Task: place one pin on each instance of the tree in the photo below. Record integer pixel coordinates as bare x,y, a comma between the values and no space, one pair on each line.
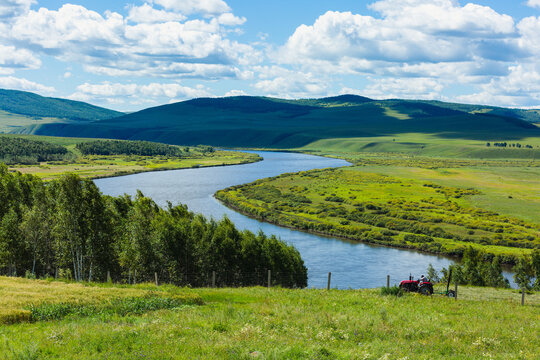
433,275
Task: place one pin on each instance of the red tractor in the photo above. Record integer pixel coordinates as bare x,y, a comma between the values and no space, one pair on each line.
425,287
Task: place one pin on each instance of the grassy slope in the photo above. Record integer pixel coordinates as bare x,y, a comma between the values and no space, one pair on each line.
284,324
95,166
33,105
409,203
263,122
10,122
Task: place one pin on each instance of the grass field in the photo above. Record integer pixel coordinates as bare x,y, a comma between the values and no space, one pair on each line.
432,145
10,122
277,324
403,206
97,166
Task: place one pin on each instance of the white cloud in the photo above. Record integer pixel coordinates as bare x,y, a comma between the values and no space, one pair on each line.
119,92
195,6
438,32
521,88
280,82
230,19
533,3
236,93
10,82
147,14
12,8
12,59
161,46
405,88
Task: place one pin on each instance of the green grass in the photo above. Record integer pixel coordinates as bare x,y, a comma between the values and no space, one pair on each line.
294,324
428,145
98,166
276,123
10,122
390,209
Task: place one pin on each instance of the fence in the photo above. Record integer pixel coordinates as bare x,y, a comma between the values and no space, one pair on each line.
220,279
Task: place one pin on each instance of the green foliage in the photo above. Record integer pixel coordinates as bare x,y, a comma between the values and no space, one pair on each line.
374,208
116,147
69,225
393,290
26,103
282,123
120,307
524,273
15,150
432,274
478,269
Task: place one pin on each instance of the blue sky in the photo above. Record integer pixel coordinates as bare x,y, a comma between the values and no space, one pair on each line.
135,54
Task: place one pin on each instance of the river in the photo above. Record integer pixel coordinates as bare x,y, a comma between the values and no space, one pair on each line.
353,265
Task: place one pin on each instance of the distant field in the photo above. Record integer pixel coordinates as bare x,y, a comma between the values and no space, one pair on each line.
417,144
10,122
402,206
96,166
274,324
115,165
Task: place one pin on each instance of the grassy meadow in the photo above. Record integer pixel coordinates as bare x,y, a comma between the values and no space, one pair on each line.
411,190
97,166
271,324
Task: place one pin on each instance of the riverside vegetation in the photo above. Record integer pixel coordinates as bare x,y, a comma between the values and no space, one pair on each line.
68,228
103,321
49,157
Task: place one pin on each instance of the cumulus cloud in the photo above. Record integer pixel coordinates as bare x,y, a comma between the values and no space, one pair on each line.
119,93
420,49
281,82
534,3
425,88
148,42
147,14
12,8
410,31
195,6
521,88
10,82
12,59
236,93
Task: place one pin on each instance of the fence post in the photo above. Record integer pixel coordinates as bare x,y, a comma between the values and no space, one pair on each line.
329,278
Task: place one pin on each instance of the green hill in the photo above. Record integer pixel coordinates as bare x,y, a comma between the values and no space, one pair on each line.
33,105
276,123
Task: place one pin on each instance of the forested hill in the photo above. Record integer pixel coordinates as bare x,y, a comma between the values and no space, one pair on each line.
30,104
245,121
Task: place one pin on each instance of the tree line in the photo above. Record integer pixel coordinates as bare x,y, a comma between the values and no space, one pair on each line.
67,226
14,150
141,148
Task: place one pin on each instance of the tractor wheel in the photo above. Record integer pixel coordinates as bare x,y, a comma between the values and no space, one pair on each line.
425,290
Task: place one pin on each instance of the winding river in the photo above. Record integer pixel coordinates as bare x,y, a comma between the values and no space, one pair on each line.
353,265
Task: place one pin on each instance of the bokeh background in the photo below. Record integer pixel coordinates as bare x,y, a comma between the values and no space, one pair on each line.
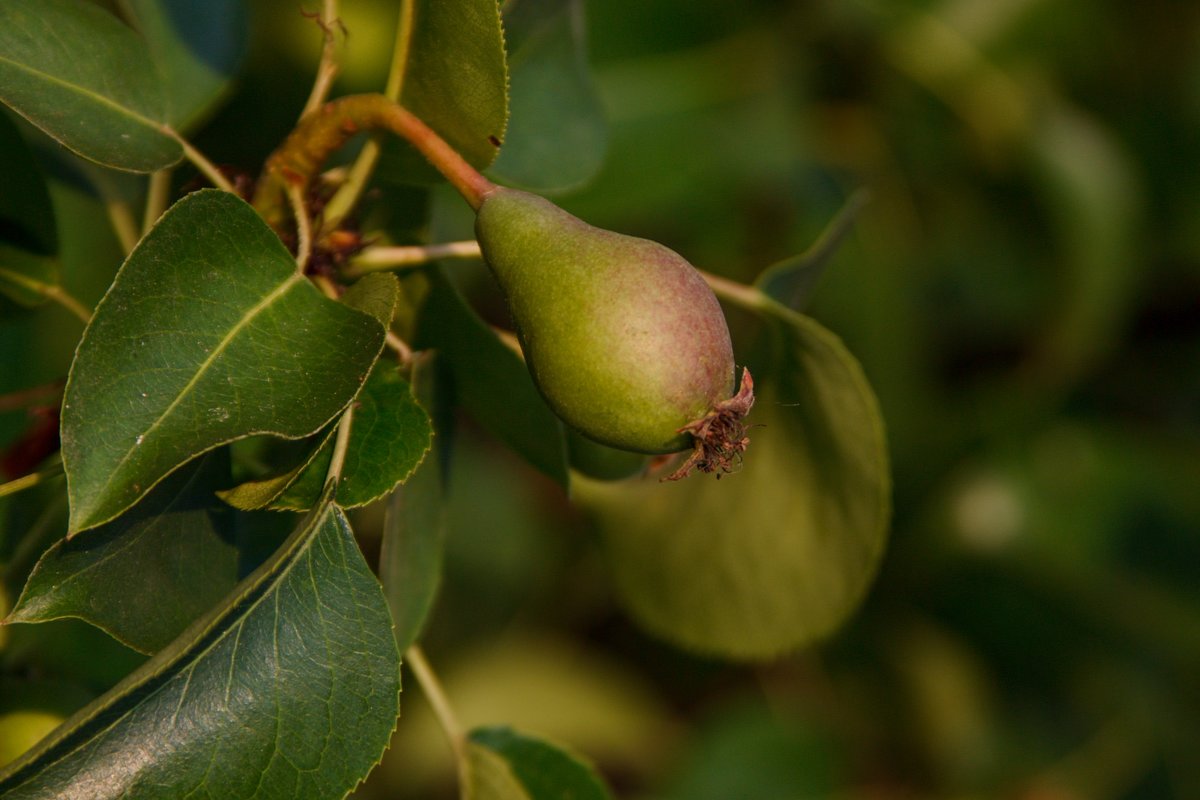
1023,290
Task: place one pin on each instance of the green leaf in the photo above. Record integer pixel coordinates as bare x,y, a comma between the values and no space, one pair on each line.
25,277
778,554
1093,196
208,335
791,282
491,380
413,530
557,132
389,438
197,48
456,80
85,79
264,492
148,575
289,690
27,216
490,777
543,771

→ Set task
Every line above should be returned word for word, with the pictures left behind.

→ Answer to the task
Task: place one pin on each instance of the tree in the photo below. Record integer pixel coordinates as bare x,y, a comma between the values and no space, one pair on each line.
433,275
Task: place one pin on each instance of the red tractor in the photo above. Record integer pixel coordinates as bare x,y, a comma between the values and no space, one pair on each line.
425,287
Task: place one pin on each instance of the grassy slope in the photo above. Record integer pixel coordinates as bare x,y, a comma between the values and no space, one pair on each line.
284,324
95,166
33,105
409,203
263,122
10,122
Task: place one pin on each instance of the grass field in the photo above. Record integer pixel coordinates as bare x,y, a comma between the values and no space, one pair on each line.
432,145
10,122
277,324
403,206
97,166
Task: place one pin on each instance of the white cloud in the photo above. Record integer pixel coordinates as bare x,y, a comma between the values and no space, one pair on each line.
119,92
195,6
438,32
521,88
280,82
230,19
533,3
236,93
10,82
147,14
12,8
12,59
161,46
405,88
Task: place one pin on each instance of the green grass in the photo above. Record integer pixel coordinates as bare x,y, a comma between the values and no space, one pair on each line.
294,324
428,145
98,166
276,123
10,122
390,209
Task: place one pin on each instance of the fence in the photo above. Record integer pixel coordinates as bare x,y, a comma between the values and no space, one pair on each line.
220,279
Task: place one pin on each instance of the green foliage in the photo above. Record integer pixel coordinates as bare x,y, a comma between the values and no space, one pair on each line.
374,208
116,147
69,225
393,290
26,103
282,123
120,307
524,273
15,150
432,274
478,269
Task: place one pin on each instance of the blue sky in the photo above. Record integer pixel coordinates as bare x,y, a comma between the values and no space, one pair on each line.
135,54
Task: place one pin on each instance of the river in the photo above. Record integer pixel coordinates as bare x,y, a comma between the values and no space, one pair on each line.
353,265
Task: place one pin on each instance of the distant field in the photo above. Record integer pixel coordinates as bare x,y, a comma between the values and no space, one pair on each line.
417,144
10,122
402,206
96,166
274,324
115,165
Task: place one pin on each instance of the grassy meadow in the photo above. Record integer pixel coordinates as bare x,y, a comma between the values and no space, one pair on each line.
411,190
97,166
271,324
Task: place one pin on each instance of the riverside vegetation in the photo above. Record integer pixel coordinates as bare x,y, a comma between the values and no space, one pair on each line.
68,228
103,321
49,157
Task: place one pin on each instance of the cumulus cloud in the photo above. Record integer pixel coordinates as bare x,y, a comma between the values and no space, one pair on each line.
119,93
420,49
281,82
534,3
425,88
148,42
147,14
12,8
410,31
195,6
521,88
10,82
12,59
236,93
Task: place one pin on each instance of the fence post in the photo above. Record integer pixel coordinates as bare x,y, a comma between the values and no space, one pair on each line.
329,278
Task: place one pin on each instance of the green hill in the photo above. Record integer pixel coordinates as bare x,y, a comma between the values and no space, one pair on each line.
33,105
276,123
Task: place one pin on each instance of the forested hill in the photo above. Record integer pixel coordinates as bare x,y, a comma between the values and no space, one pair on each line.
30,104
245,121
Task: place one pin on each instance of the tree line in the photo above. Record integer pixel coordinates as bare x,y, a comma between the values and no space, one pair on each line.
67,226
14,150
141,148
Task: place one pin on each instance of the tractor wheel in the photo above. Record integer pixel coordinates as bare x,y, a comma between the values and no space, one pair on each line.
425,290
Task: place one pin on each instance of the winding river in the photo above. Record integer pixel coordinates as bare x,y, a comma between the values and no space, one pair on each line.
353,265
Task: place one pin on each instance of the bokeh background in the photo below. Record integer pixel coordinates as bare x,y, a comma between the values and no space, one pair on each line.
1023,290
Task: place one pin on each instance of the green leaf in the photo above. Record integer pixel coordinates as bare x,y, a comma between the values and no space, one pair on each line.
25,277
778,554
1093,196
208,335
791,282
491,380
413,530
557,132
389,438
197,48
456,80
85,79
264,492
148,575
289,690
27,216
490,777
543,771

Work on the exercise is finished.